## [RECORDED INFORMATION]
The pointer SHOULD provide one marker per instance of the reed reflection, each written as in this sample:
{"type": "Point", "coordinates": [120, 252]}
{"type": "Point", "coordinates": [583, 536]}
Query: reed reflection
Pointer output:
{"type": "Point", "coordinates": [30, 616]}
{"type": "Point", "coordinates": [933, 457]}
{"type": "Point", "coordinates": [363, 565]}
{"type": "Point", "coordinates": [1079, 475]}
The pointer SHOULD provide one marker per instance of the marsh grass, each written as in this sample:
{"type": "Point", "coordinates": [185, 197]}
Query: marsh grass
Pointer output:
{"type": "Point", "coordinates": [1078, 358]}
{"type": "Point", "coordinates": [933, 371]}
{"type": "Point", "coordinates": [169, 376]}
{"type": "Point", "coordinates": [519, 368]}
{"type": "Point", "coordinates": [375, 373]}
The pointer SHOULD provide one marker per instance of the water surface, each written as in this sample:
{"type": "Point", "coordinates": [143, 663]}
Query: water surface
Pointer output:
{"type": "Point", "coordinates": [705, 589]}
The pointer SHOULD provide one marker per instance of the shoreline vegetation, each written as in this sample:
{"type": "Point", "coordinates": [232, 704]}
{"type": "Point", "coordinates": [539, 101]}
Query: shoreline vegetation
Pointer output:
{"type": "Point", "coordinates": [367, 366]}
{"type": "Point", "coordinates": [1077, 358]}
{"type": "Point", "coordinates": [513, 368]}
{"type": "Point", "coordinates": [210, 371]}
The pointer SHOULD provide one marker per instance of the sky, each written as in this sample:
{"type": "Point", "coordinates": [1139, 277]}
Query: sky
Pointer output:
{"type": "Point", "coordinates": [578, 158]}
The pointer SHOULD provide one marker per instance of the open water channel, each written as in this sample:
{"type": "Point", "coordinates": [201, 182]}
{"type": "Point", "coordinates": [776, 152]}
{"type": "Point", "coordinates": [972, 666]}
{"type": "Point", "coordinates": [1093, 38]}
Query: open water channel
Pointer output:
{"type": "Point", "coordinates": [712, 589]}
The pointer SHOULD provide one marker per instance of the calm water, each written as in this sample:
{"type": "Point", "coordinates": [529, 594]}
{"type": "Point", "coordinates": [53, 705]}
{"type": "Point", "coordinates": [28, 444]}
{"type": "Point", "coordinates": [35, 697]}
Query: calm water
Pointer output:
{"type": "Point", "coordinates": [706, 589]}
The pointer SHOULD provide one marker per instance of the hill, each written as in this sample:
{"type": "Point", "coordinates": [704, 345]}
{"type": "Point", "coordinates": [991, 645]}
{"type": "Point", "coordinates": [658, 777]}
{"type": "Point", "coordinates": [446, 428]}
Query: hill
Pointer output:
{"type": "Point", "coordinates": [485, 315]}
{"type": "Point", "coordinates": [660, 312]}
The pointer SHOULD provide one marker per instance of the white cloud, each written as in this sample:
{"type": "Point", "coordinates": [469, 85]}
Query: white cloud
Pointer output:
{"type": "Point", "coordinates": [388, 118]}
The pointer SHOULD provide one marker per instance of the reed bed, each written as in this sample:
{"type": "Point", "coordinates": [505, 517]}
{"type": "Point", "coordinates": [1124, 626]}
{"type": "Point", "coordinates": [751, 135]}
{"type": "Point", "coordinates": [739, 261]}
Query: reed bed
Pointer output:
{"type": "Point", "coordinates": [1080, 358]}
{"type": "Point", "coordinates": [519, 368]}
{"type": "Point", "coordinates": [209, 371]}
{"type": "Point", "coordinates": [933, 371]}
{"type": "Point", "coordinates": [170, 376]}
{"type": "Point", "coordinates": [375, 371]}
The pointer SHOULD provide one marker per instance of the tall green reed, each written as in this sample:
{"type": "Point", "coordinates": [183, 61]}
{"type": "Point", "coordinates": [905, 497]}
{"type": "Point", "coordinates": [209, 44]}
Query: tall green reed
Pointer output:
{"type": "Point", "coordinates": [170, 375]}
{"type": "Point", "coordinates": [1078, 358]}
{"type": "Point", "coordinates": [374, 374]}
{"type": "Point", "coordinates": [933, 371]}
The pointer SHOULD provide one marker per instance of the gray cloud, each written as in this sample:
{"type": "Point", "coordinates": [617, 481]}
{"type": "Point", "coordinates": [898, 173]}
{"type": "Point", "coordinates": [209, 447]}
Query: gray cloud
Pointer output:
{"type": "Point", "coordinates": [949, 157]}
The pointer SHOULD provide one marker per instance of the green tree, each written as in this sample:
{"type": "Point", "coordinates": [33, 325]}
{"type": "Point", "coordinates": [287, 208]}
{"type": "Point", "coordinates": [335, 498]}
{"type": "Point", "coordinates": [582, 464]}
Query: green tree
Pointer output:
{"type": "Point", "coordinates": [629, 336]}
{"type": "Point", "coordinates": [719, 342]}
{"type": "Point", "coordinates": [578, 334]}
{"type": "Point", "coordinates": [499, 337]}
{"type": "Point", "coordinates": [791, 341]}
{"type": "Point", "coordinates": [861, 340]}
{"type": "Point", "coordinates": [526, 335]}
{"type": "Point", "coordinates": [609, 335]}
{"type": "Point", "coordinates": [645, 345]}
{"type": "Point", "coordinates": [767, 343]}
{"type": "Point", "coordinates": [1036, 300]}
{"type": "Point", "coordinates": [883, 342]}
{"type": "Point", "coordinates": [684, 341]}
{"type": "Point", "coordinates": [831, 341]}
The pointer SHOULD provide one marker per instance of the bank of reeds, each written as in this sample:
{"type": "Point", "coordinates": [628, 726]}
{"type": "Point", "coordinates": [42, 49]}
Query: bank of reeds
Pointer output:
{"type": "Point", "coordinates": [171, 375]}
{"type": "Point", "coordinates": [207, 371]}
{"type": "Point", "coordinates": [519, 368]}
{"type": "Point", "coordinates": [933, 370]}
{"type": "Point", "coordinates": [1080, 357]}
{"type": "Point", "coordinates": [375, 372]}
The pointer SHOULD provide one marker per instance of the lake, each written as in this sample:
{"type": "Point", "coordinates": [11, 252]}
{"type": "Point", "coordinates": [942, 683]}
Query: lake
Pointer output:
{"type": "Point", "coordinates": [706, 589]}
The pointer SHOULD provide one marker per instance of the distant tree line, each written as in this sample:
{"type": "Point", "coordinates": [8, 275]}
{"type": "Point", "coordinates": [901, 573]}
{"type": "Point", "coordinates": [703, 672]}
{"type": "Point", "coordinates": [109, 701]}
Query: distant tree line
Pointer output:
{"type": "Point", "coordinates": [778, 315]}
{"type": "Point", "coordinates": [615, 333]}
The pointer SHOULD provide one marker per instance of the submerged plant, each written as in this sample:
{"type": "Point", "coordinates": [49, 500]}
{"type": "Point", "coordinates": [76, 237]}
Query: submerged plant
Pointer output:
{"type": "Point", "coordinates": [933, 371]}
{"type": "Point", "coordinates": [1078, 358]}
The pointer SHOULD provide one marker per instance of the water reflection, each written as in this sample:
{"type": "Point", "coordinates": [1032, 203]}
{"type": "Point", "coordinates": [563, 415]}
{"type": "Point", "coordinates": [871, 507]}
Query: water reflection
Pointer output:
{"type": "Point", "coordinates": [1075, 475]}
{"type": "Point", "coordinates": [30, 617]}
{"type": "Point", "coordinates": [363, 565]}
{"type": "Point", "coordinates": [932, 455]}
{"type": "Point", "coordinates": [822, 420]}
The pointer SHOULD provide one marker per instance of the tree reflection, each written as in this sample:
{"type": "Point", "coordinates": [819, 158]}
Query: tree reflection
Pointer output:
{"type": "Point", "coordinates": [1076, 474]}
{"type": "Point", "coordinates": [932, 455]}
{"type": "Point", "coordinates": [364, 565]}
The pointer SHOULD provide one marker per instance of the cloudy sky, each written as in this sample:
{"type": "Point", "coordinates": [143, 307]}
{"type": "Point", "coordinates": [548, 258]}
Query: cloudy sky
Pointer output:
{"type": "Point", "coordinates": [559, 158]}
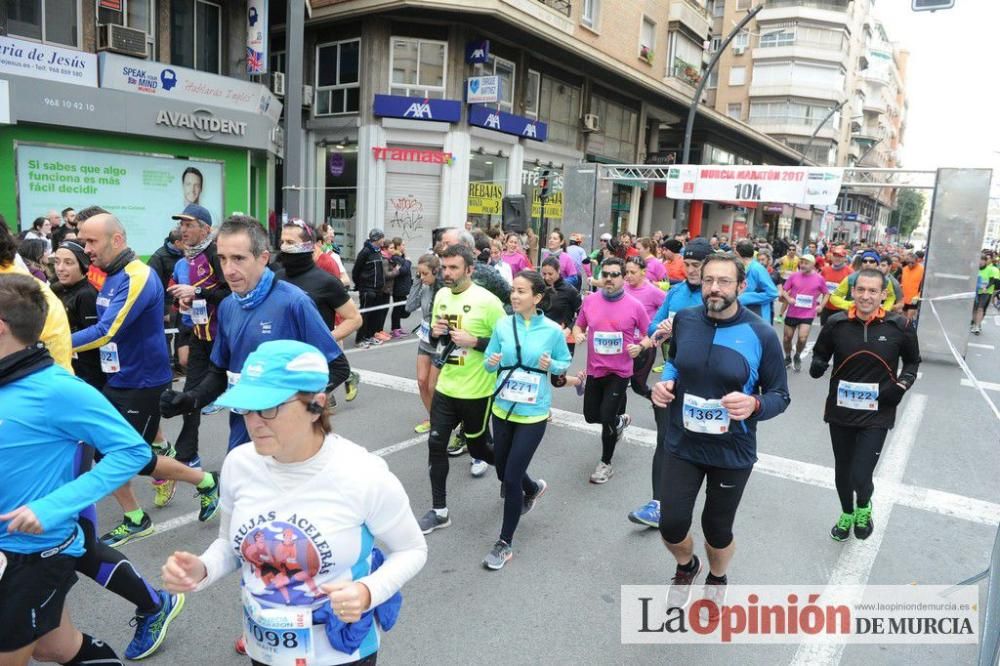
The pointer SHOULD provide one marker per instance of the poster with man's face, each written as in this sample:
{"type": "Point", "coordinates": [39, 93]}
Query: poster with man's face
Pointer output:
{"type": "Point", "coordinates": [143, 191]}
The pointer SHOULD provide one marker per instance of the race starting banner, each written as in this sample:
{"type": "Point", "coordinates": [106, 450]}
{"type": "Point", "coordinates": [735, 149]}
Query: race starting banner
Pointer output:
{"type": "Point", "coordinates": [817, 186]}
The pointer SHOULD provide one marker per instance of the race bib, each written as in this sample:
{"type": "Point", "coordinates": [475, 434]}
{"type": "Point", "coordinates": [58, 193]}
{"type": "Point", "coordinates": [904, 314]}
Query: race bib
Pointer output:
{"type": "Point", "coordinates": [608, 342]}
{"type": "Point", "coordinates": [199, 311]}
{"type": "Point", "coordinates": [522, 387]}
{"type": "Point", "coordinates": [708, 417]}
{"type": "Point", "coordinates": [857, 395]}
{"type": "Point", "coordinates": [109, 358]}
{"type": "Point", "coordinates": [277, 636]}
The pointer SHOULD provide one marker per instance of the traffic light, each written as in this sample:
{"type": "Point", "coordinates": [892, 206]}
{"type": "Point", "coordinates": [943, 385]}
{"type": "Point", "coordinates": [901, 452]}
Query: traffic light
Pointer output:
{"type": "Point", "coordinates": [543, 185]}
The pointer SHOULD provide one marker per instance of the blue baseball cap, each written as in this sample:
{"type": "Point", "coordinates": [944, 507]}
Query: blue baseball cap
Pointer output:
{"type": "Point", "coordinates": [275, 372]}
{"type": "Point", "coordinates": [195, 212]}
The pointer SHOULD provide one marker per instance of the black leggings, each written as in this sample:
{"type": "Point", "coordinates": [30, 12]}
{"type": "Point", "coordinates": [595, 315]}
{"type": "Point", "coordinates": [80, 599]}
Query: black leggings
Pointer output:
{"type": "Point", "coordinates": [855, 452]}
{"type": "Point", "coordinates": [446, 414]}
{"type": "Point", "coordinates": [514, 445]}
{"type": "Point", "coordinates": [680, 482]}
{"type": "Point", "coordinates": [604, 399]}
{"type": "Point", "coordinates": [642, 365]}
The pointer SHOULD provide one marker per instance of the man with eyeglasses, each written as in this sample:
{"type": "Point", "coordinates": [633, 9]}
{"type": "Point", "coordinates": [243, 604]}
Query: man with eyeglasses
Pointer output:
{"type": "Point", "coordinates": [804, 293]}
{"type": "Point", "coordinates": [260, 308]}
{"type": "Point", "coordinates": [612, 323]}
{"type": "Point", "coordinates": [724, 375]}
{"type": "Point", "coordinates": [867, 344]}
{"type": "Point", "coordinates": [680, 296]}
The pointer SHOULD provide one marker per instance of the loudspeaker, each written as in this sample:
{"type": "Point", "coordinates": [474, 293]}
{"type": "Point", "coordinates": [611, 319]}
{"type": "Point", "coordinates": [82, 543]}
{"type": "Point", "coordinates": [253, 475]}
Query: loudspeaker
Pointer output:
{"type": "Point", "coordinates": [515, 213]}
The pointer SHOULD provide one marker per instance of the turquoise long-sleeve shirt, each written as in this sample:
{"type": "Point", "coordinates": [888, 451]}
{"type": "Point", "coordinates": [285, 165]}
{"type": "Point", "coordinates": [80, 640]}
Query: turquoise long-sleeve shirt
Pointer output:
{"type": "Point", "coordinates": [681, 295]}
{"type": "Point", "coordinates": [538, 336]}
{"type": "Point", "coordinates": [761, 291]}
{"type": "Point", "coordinates": [43, 418]}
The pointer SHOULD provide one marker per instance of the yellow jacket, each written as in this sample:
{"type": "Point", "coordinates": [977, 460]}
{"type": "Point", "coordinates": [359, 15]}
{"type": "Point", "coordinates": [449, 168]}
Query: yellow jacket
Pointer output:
{"type": "Point", "coordinates": [56, 334]}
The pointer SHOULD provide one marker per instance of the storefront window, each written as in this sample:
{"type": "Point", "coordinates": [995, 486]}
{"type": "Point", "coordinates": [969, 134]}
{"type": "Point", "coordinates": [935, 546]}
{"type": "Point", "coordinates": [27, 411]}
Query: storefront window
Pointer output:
{"type": "Point", "coordinates": [341, 194]}
{"type": "Point", "coordinates": [487, 186]}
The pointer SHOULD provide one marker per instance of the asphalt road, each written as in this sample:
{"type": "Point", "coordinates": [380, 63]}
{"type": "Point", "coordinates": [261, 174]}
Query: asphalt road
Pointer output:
{"type": "Point", "coordinates": [558, 600]}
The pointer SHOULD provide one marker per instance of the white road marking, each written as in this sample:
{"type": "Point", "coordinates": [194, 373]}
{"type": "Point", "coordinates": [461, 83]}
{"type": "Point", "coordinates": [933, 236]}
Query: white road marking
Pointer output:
{"type": "Point", "coordinates": [855, 563]}
{"type": "Point", "coordinates": [989, 386]}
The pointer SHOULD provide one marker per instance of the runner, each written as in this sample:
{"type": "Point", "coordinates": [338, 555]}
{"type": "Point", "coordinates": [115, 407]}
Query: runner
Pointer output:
{"type": "Point", "coordinates": [129, 335]}
{"type": "Point", "coordinates": [760, 293]}
{"type": "Point", "coordinates": [613, 325]}
{"type": "Point", "coordinates": [421, 298]}
{"type": "Point", "coordinates": [987, 281]}
{"type": "Point", "coordinates": [804, 293]}
{"type": "Point", "coordinates": [300, 519]}
{"type": "Point", "coordinates": [335, 306]}
{"type": "Point", "coordinates": [259, 309]}
{"type": "Point", "coordinates": [724, 366]}
{"type": "Point", "coordinates": [40, 493]}
{"type": "Point", "coordinates": [660, 328]}
{"type": "Point", "coordinates": [524, 347]}
{"type": "Point", "coordinates": [866, 345]}
{"type": "Point", "coordinates": [464, 317]}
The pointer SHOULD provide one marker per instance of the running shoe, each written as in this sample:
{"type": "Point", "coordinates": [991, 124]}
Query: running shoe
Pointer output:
{"type": "Point", "coordinates": [714, 591]}
{"type": "Point", "coordinates": [863, 523]}
{"type": "Point", "coordinates": [209, 499]}
{"type": "Point", "coordinates": [150, 630]}
{"type": "Point", "coordinates": [128, 531]}
{"type": "Point", "coordinates": [648, 514]}
{"type": "Point", "coordinates": [602, 473]}
{"type": "Point", "coordinates": [842, 530]}
{"type": "Point", "coordinates": [499, 556]}
{"type": "Point", "coordinates": [351, 386]}
{"type": "Point", "coordinates": [163, 492]}
{"type": "Point", "coordinates": [457, 445]}
{"type": "Point", "coordinates": [679, 594]}
{"type": "Point", "coordinates": [623, 422]}
{"type": "Point", "coordinates": [529, 500]}
{"type": "Point", "coordinates": [430, 521]}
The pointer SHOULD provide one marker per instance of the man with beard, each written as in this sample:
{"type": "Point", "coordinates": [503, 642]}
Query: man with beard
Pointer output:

## [AIM]
Copy out exactly the lines running from the line with "with beard, each" to the end of the records, inclusive.

## [COMPLETE ANSWER]
The pointer SHOULD provide one marker per instance of the man with beard, each written as in this sample:
{"type": "Point", "coordinates": [503, 642]}
Query: man with beard
Pointer output:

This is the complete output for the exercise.